◆ **Exercises to complete**:
a – In the account of an evening at the grandstand, where had the narrator been sleeping for most of the past week?
b – Decide whether each statement agrees with the account of an evening at the grandstand, answering yes or no and quoting the words from the account that settle it: (i) The stands were fuller last year than this year. (ii) The narrator phoned to check on Philip during the event. (iii) Philip had been falling asleep on the couch.
c – Resume the account of the evening at the grandstand and the night that followed, starting after its final sentence.

◆ **Extract to read**:
The weather was perfect for an evening in the grandstand. A lot of other people must have agreed because the event was close to capacity this year. Last year, the stands were not quite as full.
I resisted the urge to call and check on Philip. I did pull my phone out to make sure that the sound of roaring engines hadn’t hid my ringtone. You know, in case Grandma or Grandpa had called.
I was feeling quite tired by the time we got home. I just wanted a dose of NyQuil and then the chance to sleep in bed. I’d been snoozing in the recliner for most of the past week since a coughing, sniffling Philip has been falling asleep on the couch. Not wanting to disturb him by moving him to his own bed, I’ve spent the night with him in the living room.
It was strange not to turn on the nightlights, to skip the cartoons before bed and to not check in his room to see if he is asleep. I replaced those rituals with a check to see that my cell phone was close to bed in case Grandma or Grandpa called.

◆ **Data lines**:
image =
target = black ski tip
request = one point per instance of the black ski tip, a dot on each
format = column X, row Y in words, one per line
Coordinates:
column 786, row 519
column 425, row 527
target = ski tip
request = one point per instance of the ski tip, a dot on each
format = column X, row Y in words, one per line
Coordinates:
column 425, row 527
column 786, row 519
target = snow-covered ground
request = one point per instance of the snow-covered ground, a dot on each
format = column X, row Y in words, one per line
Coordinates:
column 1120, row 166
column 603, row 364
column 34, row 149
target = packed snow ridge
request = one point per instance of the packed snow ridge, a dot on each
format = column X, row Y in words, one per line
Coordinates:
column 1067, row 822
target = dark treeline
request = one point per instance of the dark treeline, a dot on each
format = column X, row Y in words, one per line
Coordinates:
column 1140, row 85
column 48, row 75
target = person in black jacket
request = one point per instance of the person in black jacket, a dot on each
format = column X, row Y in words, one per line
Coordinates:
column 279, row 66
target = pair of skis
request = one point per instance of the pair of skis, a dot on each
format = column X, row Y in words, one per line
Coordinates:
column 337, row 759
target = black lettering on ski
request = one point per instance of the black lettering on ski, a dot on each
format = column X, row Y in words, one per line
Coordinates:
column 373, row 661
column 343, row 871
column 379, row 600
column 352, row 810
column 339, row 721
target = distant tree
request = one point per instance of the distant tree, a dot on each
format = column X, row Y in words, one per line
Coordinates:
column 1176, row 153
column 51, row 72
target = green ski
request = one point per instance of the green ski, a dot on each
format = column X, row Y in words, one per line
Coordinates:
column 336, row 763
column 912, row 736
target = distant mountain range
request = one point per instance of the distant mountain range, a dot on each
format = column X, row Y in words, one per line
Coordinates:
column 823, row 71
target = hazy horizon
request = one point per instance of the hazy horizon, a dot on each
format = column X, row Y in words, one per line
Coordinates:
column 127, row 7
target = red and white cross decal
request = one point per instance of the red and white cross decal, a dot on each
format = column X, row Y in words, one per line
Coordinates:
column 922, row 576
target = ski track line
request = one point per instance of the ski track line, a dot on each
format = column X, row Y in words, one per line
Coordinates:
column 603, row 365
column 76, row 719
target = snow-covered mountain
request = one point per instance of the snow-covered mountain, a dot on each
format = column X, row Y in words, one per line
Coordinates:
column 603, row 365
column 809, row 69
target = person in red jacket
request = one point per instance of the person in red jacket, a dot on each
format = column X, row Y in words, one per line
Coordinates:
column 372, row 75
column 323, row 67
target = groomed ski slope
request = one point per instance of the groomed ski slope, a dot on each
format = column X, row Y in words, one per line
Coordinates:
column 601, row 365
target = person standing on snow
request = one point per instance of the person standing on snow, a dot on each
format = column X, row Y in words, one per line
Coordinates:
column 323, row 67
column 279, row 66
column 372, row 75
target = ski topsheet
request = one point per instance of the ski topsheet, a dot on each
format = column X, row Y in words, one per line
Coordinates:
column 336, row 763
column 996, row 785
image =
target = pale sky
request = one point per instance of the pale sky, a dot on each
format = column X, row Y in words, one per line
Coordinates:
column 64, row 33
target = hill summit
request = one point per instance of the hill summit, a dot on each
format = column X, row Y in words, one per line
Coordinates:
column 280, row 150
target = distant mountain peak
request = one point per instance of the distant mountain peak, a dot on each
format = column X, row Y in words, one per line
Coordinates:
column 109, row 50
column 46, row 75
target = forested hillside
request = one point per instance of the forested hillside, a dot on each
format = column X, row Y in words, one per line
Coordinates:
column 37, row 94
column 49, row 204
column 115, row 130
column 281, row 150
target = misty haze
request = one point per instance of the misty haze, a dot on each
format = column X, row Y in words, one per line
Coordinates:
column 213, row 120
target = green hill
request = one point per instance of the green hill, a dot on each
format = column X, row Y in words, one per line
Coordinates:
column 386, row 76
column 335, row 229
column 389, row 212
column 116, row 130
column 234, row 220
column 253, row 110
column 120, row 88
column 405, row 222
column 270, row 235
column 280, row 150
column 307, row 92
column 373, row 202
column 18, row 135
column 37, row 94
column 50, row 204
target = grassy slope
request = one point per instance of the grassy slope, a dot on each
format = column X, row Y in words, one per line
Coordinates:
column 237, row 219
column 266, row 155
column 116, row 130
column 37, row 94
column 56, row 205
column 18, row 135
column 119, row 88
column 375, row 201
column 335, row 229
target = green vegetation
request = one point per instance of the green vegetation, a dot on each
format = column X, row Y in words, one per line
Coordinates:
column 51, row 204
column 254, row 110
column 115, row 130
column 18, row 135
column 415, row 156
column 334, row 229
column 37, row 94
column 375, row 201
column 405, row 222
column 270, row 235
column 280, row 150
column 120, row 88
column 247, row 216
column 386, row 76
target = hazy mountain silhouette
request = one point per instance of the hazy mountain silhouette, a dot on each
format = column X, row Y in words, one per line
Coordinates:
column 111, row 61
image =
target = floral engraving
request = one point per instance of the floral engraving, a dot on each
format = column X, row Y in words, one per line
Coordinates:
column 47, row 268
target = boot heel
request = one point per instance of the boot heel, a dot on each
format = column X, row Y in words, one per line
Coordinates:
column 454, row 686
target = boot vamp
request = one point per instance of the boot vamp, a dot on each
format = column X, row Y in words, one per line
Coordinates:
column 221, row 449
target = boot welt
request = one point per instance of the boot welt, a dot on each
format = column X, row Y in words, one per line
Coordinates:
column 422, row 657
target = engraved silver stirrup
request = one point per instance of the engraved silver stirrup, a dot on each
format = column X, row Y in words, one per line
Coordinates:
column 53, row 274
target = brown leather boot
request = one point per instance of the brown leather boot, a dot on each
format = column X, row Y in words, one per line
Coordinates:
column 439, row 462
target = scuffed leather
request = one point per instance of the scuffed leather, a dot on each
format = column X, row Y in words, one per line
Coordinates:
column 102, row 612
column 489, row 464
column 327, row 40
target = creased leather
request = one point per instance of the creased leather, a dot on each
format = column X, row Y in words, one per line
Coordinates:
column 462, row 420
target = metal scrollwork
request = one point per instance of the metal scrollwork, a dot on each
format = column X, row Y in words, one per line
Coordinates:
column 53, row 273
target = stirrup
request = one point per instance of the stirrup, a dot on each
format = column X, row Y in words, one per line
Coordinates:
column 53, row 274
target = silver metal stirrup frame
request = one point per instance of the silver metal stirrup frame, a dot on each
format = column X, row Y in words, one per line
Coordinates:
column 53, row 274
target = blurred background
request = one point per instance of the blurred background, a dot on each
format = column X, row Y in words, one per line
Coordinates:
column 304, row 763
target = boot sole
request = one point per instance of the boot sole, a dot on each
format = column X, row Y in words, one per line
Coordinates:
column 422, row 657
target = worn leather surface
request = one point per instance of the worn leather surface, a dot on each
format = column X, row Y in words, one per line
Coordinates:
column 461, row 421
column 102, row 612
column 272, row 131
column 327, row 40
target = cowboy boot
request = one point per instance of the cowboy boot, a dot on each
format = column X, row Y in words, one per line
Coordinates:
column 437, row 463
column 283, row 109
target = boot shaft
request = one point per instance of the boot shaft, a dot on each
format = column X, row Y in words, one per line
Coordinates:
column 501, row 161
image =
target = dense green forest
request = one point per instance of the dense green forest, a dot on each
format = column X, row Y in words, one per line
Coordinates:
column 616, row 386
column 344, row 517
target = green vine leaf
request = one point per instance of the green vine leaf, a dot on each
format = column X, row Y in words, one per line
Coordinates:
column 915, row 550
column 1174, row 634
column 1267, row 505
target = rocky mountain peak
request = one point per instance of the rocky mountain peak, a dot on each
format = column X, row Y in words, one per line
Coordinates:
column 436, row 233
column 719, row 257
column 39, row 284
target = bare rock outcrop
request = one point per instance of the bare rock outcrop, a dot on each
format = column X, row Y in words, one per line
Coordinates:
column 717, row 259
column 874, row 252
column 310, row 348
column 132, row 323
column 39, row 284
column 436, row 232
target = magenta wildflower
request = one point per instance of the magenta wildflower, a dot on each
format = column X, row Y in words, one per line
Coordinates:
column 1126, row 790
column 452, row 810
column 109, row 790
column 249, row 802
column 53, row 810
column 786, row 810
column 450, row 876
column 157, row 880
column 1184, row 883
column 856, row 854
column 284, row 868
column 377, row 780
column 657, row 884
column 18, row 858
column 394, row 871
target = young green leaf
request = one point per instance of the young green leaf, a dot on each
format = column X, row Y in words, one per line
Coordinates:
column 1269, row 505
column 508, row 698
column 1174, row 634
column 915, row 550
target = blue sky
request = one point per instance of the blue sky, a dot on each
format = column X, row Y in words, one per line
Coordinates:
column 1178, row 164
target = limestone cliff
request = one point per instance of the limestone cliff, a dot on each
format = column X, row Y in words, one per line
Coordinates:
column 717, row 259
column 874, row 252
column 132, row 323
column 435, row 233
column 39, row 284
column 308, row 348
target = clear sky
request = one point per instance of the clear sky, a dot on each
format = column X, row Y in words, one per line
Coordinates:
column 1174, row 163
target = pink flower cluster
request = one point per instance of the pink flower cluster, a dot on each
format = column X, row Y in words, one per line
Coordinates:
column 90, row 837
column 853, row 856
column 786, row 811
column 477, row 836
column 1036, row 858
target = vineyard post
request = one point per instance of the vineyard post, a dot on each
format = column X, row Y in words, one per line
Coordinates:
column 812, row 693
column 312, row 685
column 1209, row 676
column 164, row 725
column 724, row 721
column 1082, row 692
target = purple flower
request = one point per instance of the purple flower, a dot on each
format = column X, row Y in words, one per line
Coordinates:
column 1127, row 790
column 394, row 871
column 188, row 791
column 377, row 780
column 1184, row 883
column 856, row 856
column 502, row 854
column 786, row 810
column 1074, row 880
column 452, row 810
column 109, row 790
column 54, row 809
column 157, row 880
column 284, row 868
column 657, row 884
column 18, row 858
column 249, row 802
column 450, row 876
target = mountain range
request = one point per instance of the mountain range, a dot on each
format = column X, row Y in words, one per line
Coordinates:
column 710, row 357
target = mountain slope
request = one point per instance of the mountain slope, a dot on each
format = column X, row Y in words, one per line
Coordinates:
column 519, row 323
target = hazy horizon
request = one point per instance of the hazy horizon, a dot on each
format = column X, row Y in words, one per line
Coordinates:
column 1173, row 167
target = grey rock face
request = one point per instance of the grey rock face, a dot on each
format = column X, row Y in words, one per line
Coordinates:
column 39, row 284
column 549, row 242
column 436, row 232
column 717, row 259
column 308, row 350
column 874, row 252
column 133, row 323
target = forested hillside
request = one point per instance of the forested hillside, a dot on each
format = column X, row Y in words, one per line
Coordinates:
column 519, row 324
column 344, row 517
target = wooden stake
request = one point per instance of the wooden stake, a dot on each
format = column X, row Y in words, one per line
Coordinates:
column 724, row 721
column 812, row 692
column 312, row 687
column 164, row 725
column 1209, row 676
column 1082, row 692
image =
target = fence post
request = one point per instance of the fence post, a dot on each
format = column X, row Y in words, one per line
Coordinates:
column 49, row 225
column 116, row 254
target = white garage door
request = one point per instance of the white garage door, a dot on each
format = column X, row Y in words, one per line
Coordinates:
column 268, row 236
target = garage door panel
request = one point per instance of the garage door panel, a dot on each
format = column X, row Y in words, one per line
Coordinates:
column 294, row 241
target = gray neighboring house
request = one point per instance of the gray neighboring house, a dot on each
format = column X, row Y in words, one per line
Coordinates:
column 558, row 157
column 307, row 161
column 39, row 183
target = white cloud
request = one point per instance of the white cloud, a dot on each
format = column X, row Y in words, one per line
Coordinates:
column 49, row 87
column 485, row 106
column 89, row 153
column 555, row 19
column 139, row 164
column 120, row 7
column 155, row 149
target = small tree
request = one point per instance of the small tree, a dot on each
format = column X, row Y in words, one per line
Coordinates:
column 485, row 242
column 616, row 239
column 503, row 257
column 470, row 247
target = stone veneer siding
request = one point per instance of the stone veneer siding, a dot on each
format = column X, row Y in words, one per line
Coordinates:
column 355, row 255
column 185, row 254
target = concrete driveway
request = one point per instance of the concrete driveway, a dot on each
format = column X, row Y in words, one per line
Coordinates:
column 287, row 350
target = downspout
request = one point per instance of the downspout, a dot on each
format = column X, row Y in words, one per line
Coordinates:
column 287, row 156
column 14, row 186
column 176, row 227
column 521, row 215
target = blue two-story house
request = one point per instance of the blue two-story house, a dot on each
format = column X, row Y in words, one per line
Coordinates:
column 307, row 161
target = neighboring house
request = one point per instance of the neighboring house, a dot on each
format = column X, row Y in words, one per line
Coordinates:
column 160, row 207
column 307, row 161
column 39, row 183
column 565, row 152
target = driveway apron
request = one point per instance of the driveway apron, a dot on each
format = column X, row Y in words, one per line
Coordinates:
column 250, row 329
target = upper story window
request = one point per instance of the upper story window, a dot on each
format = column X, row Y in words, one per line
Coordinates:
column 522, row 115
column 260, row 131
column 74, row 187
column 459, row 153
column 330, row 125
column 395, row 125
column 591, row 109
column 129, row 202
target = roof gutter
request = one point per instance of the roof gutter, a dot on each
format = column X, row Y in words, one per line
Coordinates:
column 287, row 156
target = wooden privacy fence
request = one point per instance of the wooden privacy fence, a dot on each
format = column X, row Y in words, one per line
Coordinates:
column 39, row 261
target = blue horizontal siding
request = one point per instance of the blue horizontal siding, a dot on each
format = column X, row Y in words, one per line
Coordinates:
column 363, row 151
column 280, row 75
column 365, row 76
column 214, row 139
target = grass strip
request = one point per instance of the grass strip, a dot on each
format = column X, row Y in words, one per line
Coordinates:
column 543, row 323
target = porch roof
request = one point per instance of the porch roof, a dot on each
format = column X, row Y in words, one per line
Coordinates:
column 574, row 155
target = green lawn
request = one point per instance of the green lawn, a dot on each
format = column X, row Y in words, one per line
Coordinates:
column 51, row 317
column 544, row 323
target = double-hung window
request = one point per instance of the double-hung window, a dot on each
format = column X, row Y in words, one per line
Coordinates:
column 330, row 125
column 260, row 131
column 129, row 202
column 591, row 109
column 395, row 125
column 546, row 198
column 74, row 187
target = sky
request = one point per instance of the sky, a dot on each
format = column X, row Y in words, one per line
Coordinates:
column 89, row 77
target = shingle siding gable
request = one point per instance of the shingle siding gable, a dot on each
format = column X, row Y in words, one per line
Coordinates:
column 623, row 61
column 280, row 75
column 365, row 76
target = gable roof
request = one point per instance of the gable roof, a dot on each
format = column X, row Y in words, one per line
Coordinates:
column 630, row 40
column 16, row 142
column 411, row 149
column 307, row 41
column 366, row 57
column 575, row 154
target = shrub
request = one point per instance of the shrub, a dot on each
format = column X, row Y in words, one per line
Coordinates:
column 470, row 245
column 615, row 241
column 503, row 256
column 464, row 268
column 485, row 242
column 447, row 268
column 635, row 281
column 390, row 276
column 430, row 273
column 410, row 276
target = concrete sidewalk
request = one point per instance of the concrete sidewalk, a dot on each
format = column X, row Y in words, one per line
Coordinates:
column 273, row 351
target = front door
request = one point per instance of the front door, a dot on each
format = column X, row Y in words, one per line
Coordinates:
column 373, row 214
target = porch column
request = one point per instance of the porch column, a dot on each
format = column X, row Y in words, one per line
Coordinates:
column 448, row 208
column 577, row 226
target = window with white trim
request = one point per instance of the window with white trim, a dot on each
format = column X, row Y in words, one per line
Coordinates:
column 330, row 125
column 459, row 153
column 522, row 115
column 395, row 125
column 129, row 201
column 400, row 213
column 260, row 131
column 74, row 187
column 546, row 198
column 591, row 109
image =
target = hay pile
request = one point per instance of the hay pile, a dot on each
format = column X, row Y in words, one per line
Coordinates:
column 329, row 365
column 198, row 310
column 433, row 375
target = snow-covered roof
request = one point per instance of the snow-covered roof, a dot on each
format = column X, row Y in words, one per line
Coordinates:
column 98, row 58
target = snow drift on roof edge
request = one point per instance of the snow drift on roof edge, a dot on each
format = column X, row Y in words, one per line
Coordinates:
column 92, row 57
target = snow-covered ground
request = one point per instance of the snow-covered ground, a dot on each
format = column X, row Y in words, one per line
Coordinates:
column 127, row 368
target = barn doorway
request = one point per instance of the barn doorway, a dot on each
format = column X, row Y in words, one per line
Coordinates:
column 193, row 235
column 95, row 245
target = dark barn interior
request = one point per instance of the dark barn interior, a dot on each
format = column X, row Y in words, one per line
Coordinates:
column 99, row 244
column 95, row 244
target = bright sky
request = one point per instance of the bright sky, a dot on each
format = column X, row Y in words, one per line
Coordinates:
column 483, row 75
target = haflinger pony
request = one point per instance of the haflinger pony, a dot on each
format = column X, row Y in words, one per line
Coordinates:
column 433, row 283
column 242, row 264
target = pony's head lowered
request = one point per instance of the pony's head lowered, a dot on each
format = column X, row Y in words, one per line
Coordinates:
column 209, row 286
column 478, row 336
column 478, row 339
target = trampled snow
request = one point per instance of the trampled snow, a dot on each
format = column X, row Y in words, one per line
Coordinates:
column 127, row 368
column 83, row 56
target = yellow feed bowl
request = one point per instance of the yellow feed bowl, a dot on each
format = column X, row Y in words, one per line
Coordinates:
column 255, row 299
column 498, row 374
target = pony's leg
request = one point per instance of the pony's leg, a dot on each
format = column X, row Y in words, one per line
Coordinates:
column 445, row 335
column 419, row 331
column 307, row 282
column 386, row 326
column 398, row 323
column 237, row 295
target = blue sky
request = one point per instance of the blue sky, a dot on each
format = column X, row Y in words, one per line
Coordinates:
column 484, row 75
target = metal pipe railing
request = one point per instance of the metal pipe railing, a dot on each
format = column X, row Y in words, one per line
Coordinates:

◆ **Results**:
a – In the recliner.

b –
(i) No: "Last year, the stands were not quite as full."
(ii) No: "I resisted the urge to call and check on Philip."
(iii) Yes: "a coughing, sniffling Philip has been falling asleep on the couch."

c –
It was a relief not to be half-awake, listening for a cry or cough or other noise from Philip’s room. Of course, my own coughing woke me up in the middle of the night, so I didn’t get to enjoy interrupted sleep. Hey, we can’t have it all.
But maybe next time. Because now I know we can have a next time. I believe I showed tremendous restraint by not calling my mom as soon as I woke up. Instead, I waited until my lunch break on Monday to get a report. First I called Peter.
“How’s Philip?” I asked.
I was informed that he had a great day at school and appeared to be feeling better.
Next, I called my mom.
“How did it go?”
I was informed by Grandma that Philip slept through the night and did just fine.
Philip did fine. His grandparents did fine. Mommy and Daddy were fine.
It was a fine date night. We’ll have to do it again next year.